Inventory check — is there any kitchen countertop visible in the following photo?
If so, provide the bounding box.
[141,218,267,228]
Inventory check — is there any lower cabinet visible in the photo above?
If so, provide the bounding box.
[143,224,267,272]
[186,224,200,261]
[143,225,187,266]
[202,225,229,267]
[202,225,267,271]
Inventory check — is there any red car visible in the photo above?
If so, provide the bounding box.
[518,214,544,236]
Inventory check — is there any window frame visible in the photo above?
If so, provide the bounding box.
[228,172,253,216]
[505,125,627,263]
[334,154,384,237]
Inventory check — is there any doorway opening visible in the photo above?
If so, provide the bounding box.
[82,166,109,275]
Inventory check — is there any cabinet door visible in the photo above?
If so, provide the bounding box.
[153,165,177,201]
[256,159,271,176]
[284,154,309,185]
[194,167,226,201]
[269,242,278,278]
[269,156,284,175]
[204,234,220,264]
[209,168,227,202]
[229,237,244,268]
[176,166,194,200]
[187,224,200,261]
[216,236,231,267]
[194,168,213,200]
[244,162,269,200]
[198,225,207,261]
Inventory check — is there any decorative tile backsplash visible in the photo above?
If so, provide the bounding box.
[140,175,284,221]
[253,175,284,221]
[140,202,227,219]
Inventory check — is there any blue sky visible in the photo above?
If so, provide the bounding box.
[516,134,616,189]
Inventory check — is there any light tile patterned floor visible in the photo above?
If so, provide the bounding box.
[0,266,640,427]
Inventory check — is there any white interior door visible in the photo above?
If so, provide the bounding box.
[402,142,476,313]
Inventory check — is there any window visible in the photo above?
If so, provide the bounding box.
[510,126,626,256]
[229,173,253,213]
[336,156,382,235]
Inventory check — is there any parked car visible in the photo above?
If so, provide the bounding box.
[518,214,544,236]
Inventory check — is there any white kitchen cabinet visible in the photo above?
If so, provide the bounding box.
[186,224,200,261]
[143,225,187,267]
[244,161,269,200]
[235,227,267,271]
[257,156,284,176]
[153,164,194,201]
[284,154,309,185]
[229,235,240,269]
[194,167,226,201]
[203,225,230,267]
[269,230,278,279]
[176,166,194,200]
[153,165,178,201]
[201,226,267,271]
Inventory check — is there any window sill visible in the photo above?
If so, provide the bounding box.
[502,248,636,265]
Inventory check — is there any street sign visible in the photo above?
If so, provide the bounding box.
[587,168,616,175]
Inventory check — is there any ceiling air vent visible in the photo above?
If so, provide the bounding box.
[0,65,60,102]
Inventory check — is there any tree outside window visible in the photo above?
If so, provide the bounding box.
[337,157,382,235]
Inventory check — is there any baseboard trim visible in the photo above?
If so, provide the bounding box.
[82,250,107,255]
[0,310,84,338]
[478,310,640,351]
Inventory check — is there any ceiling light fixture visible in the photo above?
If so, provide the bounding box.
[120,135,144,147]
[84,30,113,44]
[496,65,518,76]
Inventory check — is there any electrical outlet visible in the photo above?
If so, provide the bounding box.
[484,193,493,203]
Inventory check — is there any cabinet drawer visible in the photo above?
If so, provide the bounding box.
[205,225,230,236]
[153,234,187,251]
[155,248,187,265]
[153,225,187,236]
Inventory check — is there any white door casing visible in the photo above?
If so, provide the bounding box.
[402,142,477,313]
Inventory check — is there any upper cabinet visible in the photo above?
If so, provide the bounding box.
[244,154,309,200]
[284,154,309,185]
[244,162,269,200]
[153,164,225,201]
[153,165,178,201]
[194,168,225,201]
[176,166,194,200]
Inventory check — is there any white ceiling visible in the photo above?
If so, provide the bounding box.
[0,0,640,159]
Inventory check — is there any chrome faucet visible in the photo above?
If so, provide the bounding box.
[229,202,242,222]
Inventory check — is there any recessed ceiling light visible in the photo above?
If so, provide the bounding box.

Enunciado: Transcreva a totalidade dos dados acima, linha por linha, sem qualquer alteração.

Resultado:
Inventory check — is there any kitchen countertop visible in the following photo?
If so, provide the bounding box.
[141,218,267,228]
Inventory check — is there any lower cabinet visible in the photo above?
If so, provide the bounding box.
[143,224,267,272]
[186,224,200,261]
[143,225,187,266]
[202,225,229,267]
[202,225,267,271]
Inventory check — is there any red car visible in the photo above?
If so, provide the bounding box.
[518,214,544,236]
Inventory check — is there any window frame visible in the photo above?
If so, provide the bounding box.
[228,172,253,216]
[505,125,627,263]
[334,154,384,237]
Inventory check — is there any doorway opening visible in the photo above?
If so, provide the bounding box.
[82,166,109,275]
Inventory check — is there any cabinet door visible in the photo above?
If so, provide the bounding box.
[153,165,177,201]
[256,159,271,176]
[284,154,309,185]
[194,167,226,201]
[269,242,278,278]
[269,156,284,175]
[204,234,220,264]
[209,168,227,202]
[229,237,244,268]
[176,166,194,200]
[187,224,200,261]
[216,236,231,267]
[194,168,213,200]
[244,162,269,200]
[198,225,207,261]
Inventory check — is there any decorative tile backsplash visible in the photo above?
If so, provide the bounding box.
[140,175,284,221]
[253,175,284,221]
[140,202,227,219]
Inventory check — is there any blue sky visible in the photo above?
If so, provide the bounding box.
[516,134,616,189]
Inventory check — is there any light tile patterned floor visible in the photo above?
If so, provide the bounding box.
[0,266,640,427]
Inventory check — is there any white interior door visible in the photo above?
If so, provide the bounding box.
[402,142,476,313]
Inventory check — is there any window visible in the photo above?
If so, provide the bounding box.
[510,126,626,256]
[229,173,253,213]
[336,156,382,235]
Inventory check — is there any parked car visible in the photo above?
If so, provide the bounding box.
[518,214,544,236]
Inventory check — is there any white kitchen cabinet visible in the photo above?
If so, provide the bounding box.
[186,224,200,261]
[143,225,187,267]
[244,161,269,200]
[235,227,267,271]
[257,156,284,176]
[153,164,194,201]
[284,154,309,185]
[229,235,240,269]
[194,167,226,201]
[203,225,230,267]
[269,230,278,279]
[176,166,194,200]
[153,165,178,201]
[201,226,267,271]
Inventory check — is there any window sill visible in the photo above?
If so, provide the bounding box.
[502,248,636,265]
Inventory check — is there any street sign visible in the photo above?
If so, provide the bounding box.
[587,168,616,175]
Inventory check — is there any ceiling air vent visible in the photo above?
If so, provide the bounding box.
[0,65,60,102]
Inventory check — is there any tree outside window visible in the photo above?
If so, provide the bounding box.
[337,157,382,235]
Inventory check — is there any baseboard trim visible in the photo above?
If so, provide the bounding box.
[82,250,107,255]
[0,310,84,338]
[478,310,640,351]
Inventory check — is there any ceiling light fixture visible in the photo above?
If so, provide the bounding box.
[120,135,144,147]
[84,30,113,44]
[496,65,518,76]
Inventory check — is there any electrical outlet visible in the photo above?
If so, provide the bounding box.
[484,193,493,203]
Inventory check — is there any cabinet drawer visible in the photo above?
If so, provide the bounding box.
[205,225,230,236]
[153,234,187,251]
[155,248,187,265]
[153,225,187,236]
Inventory check — is there any white door casing visible in the photo above?
If so, provide the bounding box.
[402,142,477,313]
Inventory check — is there any upper cabinet visible in the photo above?
If so, provide the bounding box.
[244,154,309,200]
[284,154,309,185]
[244,162,269,200]
[153,164,225,201]
[153,165,178,201]
[194,168,225,201]
[176,166,194,200]
Inventory check — is there any white ceiling visible in the photo above?
If so, provide the bounding box.
[0,0,640,159]
Inventory check — is there any chrome faucet visible in the photo above?
If so, provide the bounding box.
[229,202,242,222]
Inventory check — is there any recessed ceiling light visible in the photo above?
If so, provide the bounding box.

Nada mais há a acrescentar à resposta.